— RECORDS SUPPLIED —
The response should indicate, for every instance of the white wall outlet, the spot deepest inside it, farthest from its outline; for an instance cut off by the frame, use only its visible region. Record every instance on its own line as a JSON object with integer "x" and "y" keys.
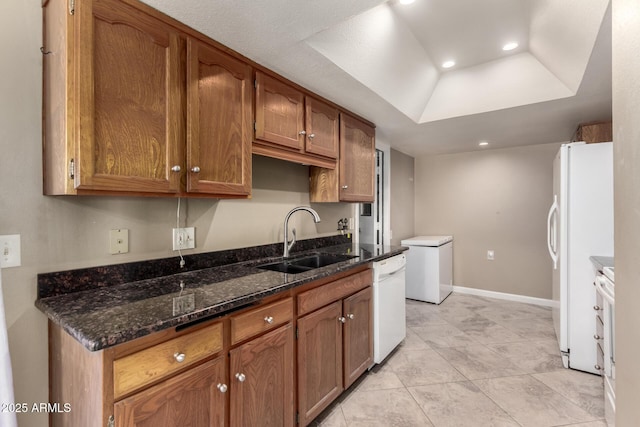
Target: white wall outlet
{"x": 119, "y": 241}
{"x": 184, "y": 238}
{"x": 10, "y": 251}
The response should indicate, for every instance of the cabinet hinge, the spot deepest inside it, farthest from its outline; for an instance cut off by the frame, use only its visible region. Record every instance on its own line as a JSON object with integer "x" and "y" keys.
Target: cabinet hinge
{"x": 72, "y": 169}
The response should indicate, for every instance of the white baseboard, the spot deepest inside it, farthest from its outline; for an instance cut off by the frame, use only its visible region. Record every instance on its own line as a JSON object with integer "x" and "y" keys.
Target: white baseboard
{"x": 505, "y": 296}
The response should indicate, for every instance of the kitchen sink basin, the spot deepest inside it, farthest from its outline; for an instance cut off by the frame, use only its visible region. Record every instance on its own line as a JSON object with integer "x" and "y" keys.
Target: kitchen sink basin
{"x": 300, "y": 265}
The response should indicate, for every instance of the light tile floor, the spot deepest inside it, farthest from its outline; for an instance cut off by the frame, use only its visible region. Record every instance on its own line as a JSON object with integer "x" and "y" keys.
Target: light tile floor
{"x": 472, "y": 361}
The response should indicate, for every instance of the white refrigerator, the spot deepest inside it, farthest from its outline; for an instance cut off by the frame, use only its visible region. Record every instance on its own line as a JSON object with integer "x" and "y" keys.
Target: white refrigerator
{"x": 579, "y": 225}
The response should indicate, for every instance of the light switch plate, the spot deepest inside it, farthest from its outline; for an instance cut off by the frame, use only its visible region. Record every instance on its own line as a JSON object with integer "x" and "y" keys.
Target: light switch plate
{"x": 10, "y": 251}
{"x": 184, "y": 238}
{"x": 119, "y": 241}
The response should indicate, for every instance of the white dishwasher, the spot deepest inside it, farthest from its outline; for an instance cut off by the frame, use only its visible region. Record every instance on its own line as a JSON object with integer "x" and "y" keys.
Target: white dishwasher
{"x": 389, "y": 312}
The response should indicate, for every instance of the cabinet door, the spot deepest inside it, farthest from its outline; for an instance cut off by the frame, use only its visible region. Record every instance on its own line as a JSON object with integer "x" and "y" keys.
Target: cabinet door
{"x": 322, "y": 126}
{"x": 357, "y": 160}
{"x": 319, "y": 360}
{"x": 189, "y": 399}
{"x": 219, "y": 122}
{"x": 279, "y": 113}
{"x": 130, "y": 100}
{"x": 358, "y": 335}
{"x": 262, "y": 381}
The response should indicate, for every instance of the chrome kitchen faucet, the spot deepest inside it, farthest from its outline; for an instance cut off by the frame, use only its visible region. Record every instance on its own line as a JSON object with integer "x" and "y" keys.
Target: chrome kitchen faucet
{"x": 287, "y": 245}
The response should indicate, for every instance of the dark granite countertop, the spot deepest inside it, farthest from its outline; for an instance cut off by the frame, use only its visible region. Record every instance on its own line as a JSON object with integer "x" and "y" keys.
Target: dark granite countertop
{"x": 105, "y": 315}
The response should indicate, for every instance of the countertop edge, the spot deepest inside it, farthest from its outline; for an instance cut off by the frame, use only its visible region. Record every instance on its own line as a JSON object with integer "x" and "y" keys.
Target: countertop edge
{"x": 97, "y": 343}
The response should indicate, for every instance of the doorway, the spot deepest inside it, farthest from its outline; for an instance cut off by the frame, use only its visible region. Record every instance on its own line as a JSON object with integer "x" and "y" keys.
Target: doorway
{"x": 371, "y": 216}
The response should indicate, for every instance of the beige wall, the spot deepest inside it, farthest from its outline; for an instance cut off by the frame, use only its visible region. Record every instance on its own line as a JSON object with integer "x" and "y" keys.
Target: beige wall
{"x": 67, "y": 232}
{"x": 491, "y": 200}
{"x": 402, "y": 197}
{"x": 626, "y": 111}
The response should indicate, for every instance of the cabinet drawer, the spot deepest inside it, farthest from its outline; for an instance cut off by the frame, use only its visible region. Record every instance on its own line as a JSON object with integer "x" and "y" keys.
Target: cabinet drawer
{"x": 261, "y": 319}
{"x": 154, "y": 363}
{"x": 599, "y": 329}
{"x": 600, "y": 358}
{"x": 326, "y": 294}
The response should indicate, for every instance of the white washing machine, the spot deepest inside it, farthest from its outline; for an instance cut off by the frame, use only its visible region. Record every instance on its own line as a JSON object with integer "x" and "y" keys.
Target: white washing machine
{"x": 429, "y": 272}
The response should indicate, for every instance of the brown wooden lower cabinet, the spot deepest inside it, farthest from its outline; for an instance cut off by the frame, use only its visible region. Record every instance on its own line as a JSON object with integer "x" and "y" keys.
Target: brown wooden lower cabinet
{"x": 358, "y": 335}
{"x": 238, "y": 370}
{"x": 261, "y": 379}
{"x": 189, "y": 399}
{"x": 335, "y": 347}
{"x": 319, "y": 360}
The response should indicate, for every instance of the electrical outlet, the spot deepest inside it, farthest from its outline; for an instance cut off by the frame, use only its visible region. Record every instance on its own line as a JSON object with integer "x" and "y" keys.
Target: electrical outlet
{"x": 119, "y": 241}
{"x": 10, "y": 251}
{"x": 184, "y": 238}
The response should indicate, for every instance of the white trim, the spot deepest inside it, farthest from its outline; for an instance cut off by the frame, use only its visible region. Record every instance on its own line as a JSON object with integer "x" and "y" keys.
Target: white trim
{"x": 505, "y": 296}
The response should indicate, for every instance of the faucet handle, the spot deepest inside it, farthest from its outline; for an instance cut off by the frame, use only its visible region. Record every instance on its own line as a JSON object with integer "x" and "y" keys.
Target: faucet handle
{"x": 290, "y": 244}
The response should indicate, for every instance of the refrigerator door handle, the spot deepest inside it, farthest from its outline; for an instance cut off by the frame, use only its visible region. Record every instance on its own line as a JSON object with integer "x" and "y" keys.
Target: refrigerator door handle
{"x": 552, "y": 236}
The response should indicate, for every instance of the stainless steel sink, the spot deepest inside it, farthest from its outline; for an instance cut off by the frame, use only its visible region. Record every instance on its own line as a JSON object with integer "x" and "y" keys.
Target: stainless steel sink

— YOUR INSTRUCTIONS —
Arrange all of the lines above into a numbered list, skipping blank lines and leaving out the pictures.

— FINAL ANSWER —
1. The response should indicate, for every instance of the white wall outlet, the spot deepest inside it, farthest from its outline; for an instance cut off by the frame, use only its visible region. Record every instance on its own line as a JSON object with integer "x" and "y" keys.
2. Target: white wall outlet
3. {"x": 119, "y": 241}
4. {"x": 184, "y": 238}
5. {"x": 10, "y": 251}
6. The response should indicate, for every instance of the cabinet hinge, the spot deepest inside it, farthest from its outline; for an instance cut off by the frame, use only its visible region. Record every instance on its own line as a JSON object with integer "x" and "y" keys.
7. Target: cabinet hinge
8. {"x": 72, "y": 169}
9. The response should indicate, for every instance of the white baseboard, the spot deepest inside it, farthest from its outline; for an instance cut off by the frame, use only its visible region. Record every instance on its own line as a JSON object with integer "x" and "y" keys.
10. Target: white baseboard
11. {"x": 505, "y": 296}
12. The response should indicate, for every instance of the kitchen sink basin, the spot deepest inside it, farthest from its outline; for an instance cut off by the frame, use only its visible region. Record every instance on its own line as a JSON object with integer "x" and "y" keys.
13. Target: kitchen sink basin
14. {"x": 300, "y": 265}
15. The response should indicate, for every instance of the light tile floor, the spot deepest inside it, farthest from its outline; for an instance cut off by the frame, use only its visible region. Record every instance on its own line as a JSON object with integer "x" and "y" keys.
16. Target: light tile floor
17. {"x": 472, "y": 361}
18. The response should indicate, for every instance of the white refrigerator, the spot deepest inside it, farthest from its outline; for an instance cut off by the frame, use only its visible region. Record every instance on its own line as a JSON object with integer "x" and "y" keys.
19. Target: white refrigerator
20. {"x": 579, "y": 225}
21. The response should indicate, for every instance of the light switch plate, the spot deepest inside it, farthest from its outline; for an instance cut off by the frame, use only its visible region. Record every instance on its own line as a JSON object with integer "x" and "y" keys.
22. Target: light switch plate
23. {"x": 10, "y": 251}
24. {"x": 184, "y": 238}
25. {"x": 119, "y": 241}
26. The response should indicate, for every instance of the white dishwasher, the spot deepest inside it, farthest from its outline; for an instance cut off by the frame, use only its visible region. Record every instance on its own line as a JSON object with integer "x" and "y" keys.
27. Target: white dishwasher
28. {"x": 389, "y": 312}
29. The response should indicate, for every instance of the cabinet door, the spot deepest inside it, farthest from its outline; for an instance cut off by the frame, use only its visible region. Record every instance on its own line as a JSON object with integer "x" and "y" keys.
30. Target: cabinet door
31. {"x": 322, "y": 126}
32. {"x": 357, "y": 160}
33. {"x": 319, "y": 360}
34. {"x": 189, "y": 399}
35. {"x": 219, "y": 122}
36. {"x": 279, "y": 113}
37. {"x": 130, "y": 100}
38. {"x": 358, "y": 335}
39. {"x": 262, "y": 381}
40. The response should indicate, for every instance of the chrome kitchen faucet, the spot deepest inside it, farthest from its outline; for an instance cut off by the frame, use only its visible region. Record every instance on its own line as a JSON object with integer "x" and "y" keys.
41. Target: chrome kitchen faucet
42. {"x": 287, "y": 245}
43. The response should indicate, for every instance of the dark granite countertop, the spot deepest inside it, farthest from its outline; for an instance cut off by the frame, use only its visible region. Record every instance on its own line as a JSON object with integer "x" and "y" keys.
44. Target: dark granite countertop
45. {"x": 105, "y": 315}
46. The response should indicate, for every instance of the countertop edge, the spot deepest inside it, farthest from its outline; for an instance cut off by the frame, use only its visible region. Record every instance on its own line as a JSON object with integer "x" and "y" keys.
47. Target: countertop edge
48. {"x": 97, "y": 343}
49. The response should indicate, for every instance of the doorway, the spot deepest inside it, farthest from its outline; for an instance cut off by the frame, use only its visible region. Record every instance on its own line as a JSON object with integer "x" and "y" keys.
50. Target: doorway
51. {"x": 371, "y": 216}
52. The response should indicate, for every instance of the beige wall, the spot deepest inside it, farthest from its outline; for an instance cut off by the frame, use only its visible region. Record every instance on its own line as a JSON object with integer "x" and "y" keys.
53. Target: beige wall
54. {"x": 67, "y": 232}
55. {"x": 491, "y": 200}
56. {"x": 402, "y": 197}
57. {"x": 626, "y": 111}
58. The response should indicate, for every instance of the cabinet drawer, the spot deepest inside it, farthest from its outline; for an instance cut off by the frame, use only its visible region. Record every instance on its own line as a JSON object with integer "x" and "y" keys.
59. Target: cabinet drawer
60. {"x": 261, "y": 319}
61. {"x": 154, "y": 363}
62. {"x": 599, "y": 329}
63. {"x": 600, "y": 358}
64. {"x": 326, "y": 294}
65. The response should indicate, for every instance of the white washing machine, the spot deepest inside it, farthest from its outline; for an instance cut off by the frame, use only its visible region. Record every instance on its own line as a JSON object with integer "x" and "y" keys.
66. Target: white washing machine
67. {"x": 429, "y": 272}
68. The response should indicate, for every instance of the brown wooden lower cabinet, the spot deepest inside it, farthest from its outline; for an instance cut off by the frame, use only its visible region. Record every instance on its own line as a JSON object with integer "x" and "y" keys.
69. Target: brown wooden lower cabinet
70. {"x": 358, "y": 335}
71. {"x": 238, "y": 370}
72. {"x": 261, "y": 379}
73. {"x": 189, "y": 399}
74. {"x": 335, "y": 347}
75. {"x": 319, "y": 360}
76. The response should indicate, for every instance of the electrical outlet, the spot deepest inside it, farthest from its outline; for an instance cut off by the frame, use only its visible region. Record every instance on its own line as a JSON object with integer "x" and "y" keys.
77. Target: electrical outlet
78. {"x": 119, "y": 241}
79. {"x": 10, "y": 251}
80. {"x": 184, "y": 238}
81. The response should indicate, for every instance of the white trim, the spot deepest inside it, farthest from its outline; for an instance cut off by the frame, use only its visible region. Record every instance on its own line as a JSON object with integer "x" and "y" keys.
82. Target: white trim
83. {"x": 505, "y": 296}
84. The response should indicate, for every instance of the faucet handle, the spot deepest inside it, farthest from its outline; for an instance cut off by the frame, use only its visible region. Record every instance on its own line as a JSON object with integer "x" and "y" keys.
85. Target: faucet handle
86. {"x": 290, "y": 244}
87. The response should indicate, for every instance of the refrigerator door handle, the spot deepest inside it, farthest from its outline; for an instance cut off by the frame, use only its visible region. Record every instance on its own line as a JSON object with integer "x" and "y" keys.
88. Target: refrigerator door handle
89. {"x": 552, "y": 236}
90. The response should indicate, for every instance of the stainless steel sink, the spot deepest inside it, farthest from its outline; for an instance cut off by the frame, use only its visible region. Record every instance on its own line as a JSON object with integer "x" and "y" keys.
91. Target: stainless steel sink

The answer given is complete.